»»

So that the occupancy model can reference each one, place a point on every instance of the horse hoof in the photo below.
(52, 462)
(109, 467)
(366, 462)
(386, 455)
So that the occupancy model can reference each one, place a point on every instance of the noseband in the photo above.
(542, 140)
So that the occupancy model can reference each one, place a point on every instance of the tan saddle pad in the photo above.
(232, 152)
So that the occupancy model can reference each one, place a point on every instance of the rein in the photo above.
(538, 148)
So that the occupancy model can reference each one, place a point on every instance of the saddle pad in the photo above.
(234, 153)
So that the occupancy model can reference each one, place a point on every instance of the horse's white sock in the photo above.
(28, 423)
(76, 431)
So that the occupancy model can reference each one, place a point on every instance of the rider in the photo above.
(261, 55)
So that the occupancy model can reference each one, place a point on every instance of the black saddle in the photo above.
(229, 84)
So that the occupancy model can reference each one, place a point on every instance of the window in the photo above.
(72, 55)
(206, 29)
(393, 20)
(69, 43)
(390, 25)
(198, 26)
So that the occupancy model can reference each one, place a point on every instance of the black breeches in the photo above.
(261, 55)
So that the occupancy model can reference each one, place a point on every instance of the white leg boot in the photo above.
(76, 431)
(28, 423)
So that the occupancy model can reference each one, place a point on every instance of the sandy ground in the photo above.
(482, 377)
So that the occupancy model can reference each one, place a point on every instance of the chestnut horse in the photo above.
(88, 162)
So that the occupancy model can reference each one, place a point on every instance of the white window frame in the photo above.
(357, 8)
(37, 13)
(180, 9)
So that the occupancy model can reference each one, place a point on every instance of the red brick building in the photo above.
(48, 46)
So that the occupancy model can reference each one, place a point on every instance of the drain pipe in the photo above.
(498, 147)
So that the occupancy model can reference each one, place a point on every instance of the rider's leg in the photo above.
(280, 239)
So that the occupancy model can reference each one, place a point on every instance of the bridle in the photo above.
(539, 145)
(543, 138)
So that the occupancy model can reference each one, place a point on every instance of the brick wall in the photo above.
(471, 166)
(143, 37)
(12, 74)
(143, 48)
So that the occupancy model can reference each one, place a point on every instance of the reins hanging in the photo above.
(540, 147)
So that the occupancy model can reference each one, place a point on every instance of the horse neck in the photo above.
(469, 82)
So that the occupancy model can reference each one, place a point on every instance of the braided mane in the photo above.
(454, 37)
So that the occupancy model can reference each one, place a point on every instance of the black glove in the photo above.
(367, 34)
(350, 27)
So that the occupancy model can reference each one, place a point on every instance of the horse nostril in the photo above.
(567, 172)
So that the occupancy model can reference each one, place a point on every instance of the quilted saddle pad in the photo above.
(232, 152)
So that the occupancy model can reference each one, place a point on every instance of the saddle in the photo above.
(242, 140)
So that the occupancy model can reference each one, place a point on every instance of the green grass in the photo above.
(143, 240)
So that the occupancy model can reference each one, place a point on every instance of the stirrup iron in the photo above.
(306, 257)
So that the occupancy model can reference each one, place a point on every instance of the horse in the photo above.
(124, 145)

««

Short problem:
Please extract exactly, and only, the lines from the line containing "quilted saddle pad in the photo above." through the last line of the records.

Completed task:
So that the occupancy model can reference each one, place a point on every instance of the quilted saddle pad in the photo above.
(232, 152)
So that the occupancy model can reference each one, place a point on every instance of the saddle in the photo above.
(242, 140)
So that the occupancy model can reference each one, place a point on every instance of the green grass in the photo above.
(143, 240)
So that the occupancy model can reference each one, place a point on every instance of the stirrup iron in the photo above.
(306, 257)
So that the occupancy model can reference each one, place a point on every instance of the horse in the photo above.
(124, 145)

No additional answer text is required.